DATA SUPPLIED start

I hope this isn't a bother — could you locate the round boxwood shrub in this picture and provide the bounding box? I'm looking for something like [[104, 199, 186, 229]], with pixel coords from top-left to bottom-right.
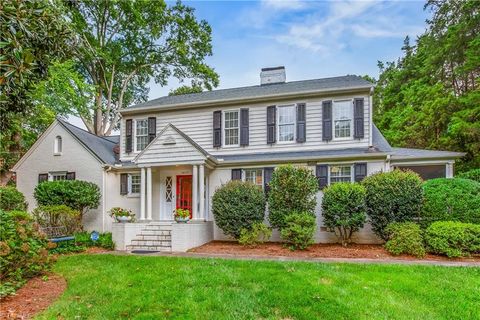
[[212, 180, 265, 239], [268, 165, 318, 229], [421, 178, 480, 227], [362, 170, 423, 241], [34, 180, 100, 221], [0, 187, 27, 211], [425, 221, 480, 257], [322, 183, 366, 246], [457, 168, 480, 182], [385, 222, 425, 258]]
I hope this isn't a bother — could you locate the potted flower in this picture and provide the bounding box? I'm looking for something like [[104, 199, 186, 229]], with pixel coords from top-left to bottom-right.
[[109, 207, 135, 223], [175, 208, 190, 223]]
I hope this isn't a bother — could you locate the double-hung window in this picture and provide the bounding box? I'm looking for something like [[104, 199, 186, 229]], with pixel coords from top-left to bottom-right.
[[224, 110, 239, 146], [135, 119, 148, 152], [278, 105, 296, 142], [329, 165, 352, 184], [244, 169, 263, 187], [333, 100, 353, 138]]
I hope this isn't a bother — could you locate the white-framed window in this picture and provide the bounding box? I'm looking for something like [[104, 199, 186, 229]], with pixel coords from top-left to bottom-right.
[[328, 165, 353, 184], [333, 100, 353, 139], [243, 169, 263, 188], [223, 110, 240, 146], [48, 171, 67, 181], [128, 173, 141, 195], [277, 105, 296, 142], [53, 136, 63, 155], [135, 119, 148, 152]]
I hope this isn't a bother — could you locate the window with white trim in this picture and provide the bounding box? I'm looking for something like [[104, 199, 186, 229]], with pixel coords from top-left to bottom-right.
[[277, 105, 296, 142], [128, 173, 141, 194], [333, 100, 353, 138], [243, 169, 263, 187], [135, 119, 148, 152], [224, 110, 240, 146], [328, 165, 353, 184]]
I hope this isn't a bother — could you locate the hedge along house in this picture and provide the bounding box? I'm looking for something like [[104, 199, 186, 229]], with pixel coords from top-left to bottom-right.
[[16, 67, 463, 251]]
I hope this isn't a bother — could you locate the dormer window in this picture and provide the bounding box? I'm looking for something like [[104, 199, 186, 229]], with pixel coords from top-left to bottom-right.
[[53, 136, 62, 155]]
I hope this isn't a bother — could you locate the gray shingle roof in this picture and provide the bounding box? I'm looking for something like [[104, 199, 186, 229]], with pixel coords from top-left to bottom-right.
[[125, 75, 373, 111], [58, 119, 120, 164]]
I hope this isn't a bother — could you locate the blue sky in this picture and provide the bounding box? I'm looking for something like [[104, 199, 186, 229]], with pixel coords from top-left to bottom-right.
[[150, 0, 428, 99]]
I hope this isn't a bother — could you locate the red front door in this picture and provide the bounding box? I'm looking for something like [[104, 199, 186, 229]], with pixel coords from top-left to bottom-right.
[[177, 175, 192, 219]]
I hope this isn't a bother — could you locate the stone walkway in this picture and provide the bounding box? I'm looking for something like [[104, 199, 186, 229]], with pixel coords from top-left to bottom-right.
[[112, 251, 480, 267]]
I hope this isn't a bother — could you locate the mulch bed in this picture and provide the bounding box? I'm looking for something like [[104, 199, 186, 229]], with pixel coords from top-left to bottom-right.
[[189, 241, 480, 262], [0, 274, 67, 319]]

DATA SUPPLIED end
DATA SUPPLIED start

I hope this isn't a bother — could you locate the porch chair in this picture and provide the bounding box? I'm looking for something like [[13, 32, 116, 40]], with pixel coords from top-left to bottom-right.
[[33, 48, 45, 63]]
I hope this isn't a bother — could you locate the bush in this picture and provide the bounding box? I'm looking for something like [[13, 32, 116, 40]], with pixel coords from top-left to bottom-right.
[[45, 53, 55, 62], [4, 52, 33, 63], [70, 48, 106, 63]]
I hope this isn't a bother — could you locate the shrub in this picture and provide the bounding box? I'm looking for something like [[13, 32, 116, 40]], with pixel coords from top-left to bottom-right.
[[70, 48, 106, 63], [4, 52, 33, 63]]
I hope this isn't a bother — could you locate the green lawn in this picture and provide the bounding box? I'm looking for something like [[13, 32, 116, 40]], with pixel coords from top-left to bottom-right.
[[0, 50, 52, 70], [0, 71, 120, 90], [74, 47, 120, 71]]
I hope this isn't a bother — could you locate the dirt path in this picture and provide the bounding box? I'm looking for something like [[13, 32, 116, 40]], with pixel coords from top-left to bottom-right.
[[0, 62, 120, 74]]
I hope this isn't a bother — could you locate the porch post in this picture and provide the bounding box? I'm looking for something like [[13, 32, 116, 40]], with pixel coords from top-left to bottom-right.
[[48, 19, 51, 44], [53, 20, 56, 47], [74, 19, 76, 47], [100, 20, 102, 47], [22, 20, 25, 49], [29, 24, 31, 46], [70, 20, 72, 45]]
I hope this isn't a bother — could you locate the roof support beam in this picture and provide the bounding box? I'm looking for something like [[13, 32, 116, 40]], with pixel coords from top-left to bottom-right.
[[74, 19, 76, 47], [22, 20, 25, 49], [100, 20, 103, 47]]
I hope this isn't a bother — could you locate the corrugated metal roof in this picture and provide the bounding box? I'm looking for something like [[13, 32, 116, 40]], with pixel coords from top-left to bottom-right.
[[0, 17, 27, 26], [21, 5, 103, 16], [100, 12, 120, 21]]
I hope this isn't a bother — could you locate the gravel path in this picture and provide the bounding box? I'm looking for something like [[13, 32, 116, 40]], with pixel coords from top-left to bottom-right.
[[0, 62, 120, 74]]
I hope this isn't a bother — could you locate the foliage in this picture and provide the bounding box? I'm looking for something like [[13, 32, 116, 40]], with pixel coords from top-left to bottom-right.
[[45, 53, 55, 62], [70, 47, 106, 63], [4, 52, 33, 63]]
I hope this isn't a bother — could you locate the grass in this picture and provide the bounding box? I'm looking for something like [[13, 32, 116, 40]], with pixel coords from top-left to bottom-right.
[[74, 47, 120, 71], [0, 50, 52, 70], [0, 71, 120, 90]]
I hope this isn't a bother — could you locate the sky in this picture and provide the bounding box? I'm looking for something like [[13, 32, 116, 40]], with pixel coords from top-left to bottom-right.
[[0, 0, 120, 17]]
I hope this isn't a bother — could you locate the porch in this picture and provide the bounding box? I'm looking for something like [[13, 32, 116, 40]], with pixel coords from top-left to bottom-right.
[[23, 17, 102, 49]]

DATA SUPPLIED end
DATA SUPPLIED start

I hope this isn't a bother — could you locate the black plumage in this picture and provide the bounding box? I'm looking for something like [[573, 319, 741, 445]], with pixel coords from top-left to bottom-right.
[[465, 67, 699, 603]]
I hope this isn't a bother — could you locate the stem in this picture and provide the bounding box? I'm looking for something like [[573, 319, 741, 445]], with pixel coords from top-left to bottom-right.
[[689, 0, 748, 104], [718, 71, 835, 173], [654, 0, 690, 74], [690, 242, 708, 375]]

DATA SUPPLIED end

SHORT PROBLEM:
Please copy the rows again, starting at the line that has "locate the double-hung" and stopping after the line that has "100, 353, 138]]", with "bounding box" changed to "enclosing rectangle" and nothing else altered.

REPLY TO THE TASK:
I hope this isn't a bother — could you locate the double-hung window in this picture and provide the enclosing rectangle? I'm looking for something like [[104, 199, 186, 229]], with pixel coords from top-left to bottom-right.
[[224, 110, 239, 146], [135, 119, 148, 152], [278, 105, 296, 142], [329, 165, 352, 184], [244, 169, 263, 187], [333, 100, 353, 138]]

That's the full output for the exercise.